CHALLENGE.
In the writeup on the fromhex() check below, what value is SECSIZE defined as?

EDIT: Hi, last from the future here. After almost finishing writing the post I decided I would finally take a look at the source code to make sure I didn’t leave anything interesting uncovered and it turned out there was a reason for the program to do this: in the source code there were the following lines:
int len = strlen(input);
//can't decode hex string with odd number of characters
if (len&1) {
return 1;
}
//make sure len/2 is the size we are looking for
if (len>>1 != SECSIZE) {
return 2;
}
So, what’s happening here is the program first checks if the string is made of a even number of characters (by doing len&1
it does a bitwise AND with 0x1, thus checking if the right-most bit is a 1 or a 0) and then divides len
by two and checks if it’s equal to SECSIZE (which is defined as 16 earlier in the code). Now back to past last’s writeup.
NOTE: the SAR instruction stands for Shift Arithmetic Right and takes two arguments: the first is the destination and the second is a numeric value. What it does is essentially shifting right the bits inside the destination by an amount specified by the numeric value, but preserving the left-most bit. In this way the sign of the number contained by the destination doesn't change but the value gets divided by two to the power of the numeric value.
By looking at the rest of the fromhex()
function it seems like its sole purpose is to check whether the serial number we input is a valid hexadecimal string
Also we can see that the fromhex()
will return a non-zero value everytime it finds a non hexadecimal character inside our input string or if the input string is not 32-character long. That’s interesting, note that main()
will check what the return value of fromhex()
is (by checking the content of EAX via TEST EAX, EAX
) and if it’s not zero will jump to the code block that leads to wrong()
.
The address in the instruction JE 0x80486B3
is the address of one of the code blocks that lead to wrong()

EXCERPTED DATA.
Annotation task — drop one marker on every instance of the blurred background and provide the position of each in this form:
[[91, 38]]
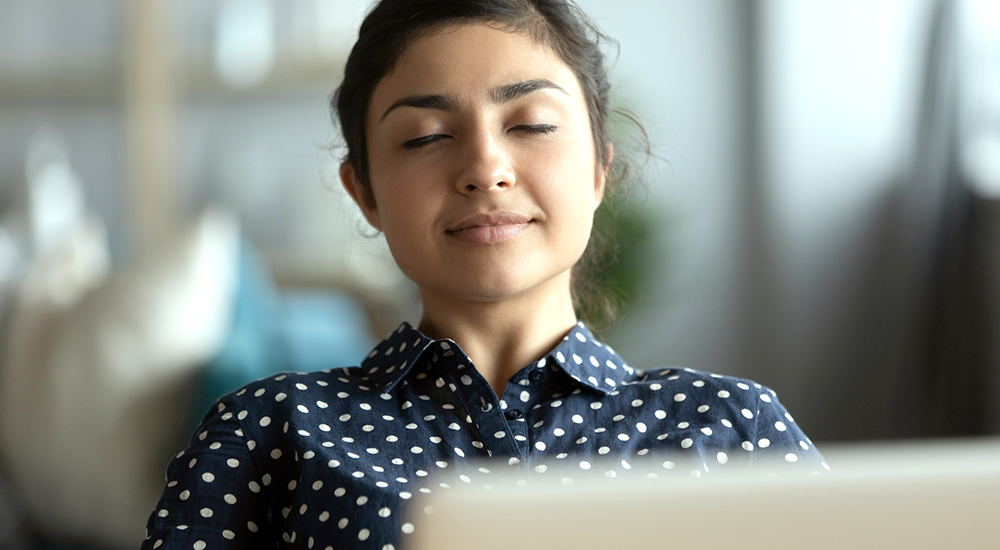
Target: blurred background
[[821, 214]]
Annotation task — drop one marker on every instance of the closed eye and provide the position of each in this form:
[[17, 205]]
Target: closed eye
[[422, 141], [535, 128]]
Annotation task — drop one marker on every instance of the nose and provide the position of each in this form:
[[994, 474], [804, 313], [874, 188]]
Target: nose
[[486, 164]]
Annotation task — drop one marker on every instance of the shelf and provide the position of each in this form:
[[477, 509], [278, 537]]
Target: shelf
[[88, 78]]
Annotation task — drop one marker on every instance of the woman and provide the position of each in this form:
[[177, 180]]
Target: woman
[[477, 144]]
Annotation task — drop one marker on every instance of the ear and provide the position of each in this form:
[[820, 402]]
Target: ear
[[361, 197], [601, 177]]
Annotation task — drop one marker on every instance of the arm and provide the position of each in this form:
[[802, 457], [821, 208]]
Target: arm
[[214, 496]]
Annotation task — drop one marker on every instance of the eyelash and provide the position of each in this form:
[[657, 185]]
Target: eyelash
[[534, 129]]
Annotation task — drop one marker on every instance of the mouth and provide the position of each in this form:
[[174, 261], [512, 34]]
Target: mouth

REPLY.
SECSIZE is defined as 16.